Instructions for the task: Every entry must be output exactly as it was written.
━━━━━━━━
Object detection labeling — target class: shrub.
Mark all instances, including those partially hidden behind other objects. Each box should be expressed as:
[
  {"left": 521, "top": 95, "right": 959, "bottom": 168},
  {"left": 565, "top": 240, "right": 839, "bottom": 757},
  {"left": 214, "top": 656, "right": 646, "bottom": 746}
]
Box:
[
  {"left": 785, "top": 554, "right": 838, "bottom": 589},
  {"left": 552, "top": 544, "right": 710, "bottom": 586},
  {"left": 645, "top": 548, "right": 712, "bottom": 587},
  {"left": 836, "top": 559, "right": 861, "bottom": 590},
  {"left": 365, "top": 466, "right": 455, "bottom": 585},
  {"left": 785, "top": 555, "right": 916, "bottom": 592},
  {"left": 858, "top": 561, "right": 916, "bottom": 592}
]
━━━━━━━━
Response to the exercise:
Object detection labeling — target class: shrub.
Mark all instances, including those partially hidden behind other objects. Each box should be expressed as:
[
  {"left": 521, "top": 95, "right": 959, "bottom": 168},
  {"left": 565, "top": 240, "right": 839, "bottom": 757},
  {"left": 214, "top": 656, "right": 646, "bottom": 746}
]
Box:
[
  {"left": 785, "top": 554, "right": 838, "bottom": 589},
  {"left": 552, "top": 544, "right": 710, "bottom": 586},
  {"left": 645, "top": 548, "right": 712, "bottom": 587},
  {"left": 836, "top": 559, "right": 861, "bottom": 590},
  {"left": 365, "top": 466, "right": 455, "bottom": 585},
  {"left": 785, "top": 555, "right": 916, "bottom": 592},
  {"left": 858, "top": 561, "right": 916, "bottom": 592}
]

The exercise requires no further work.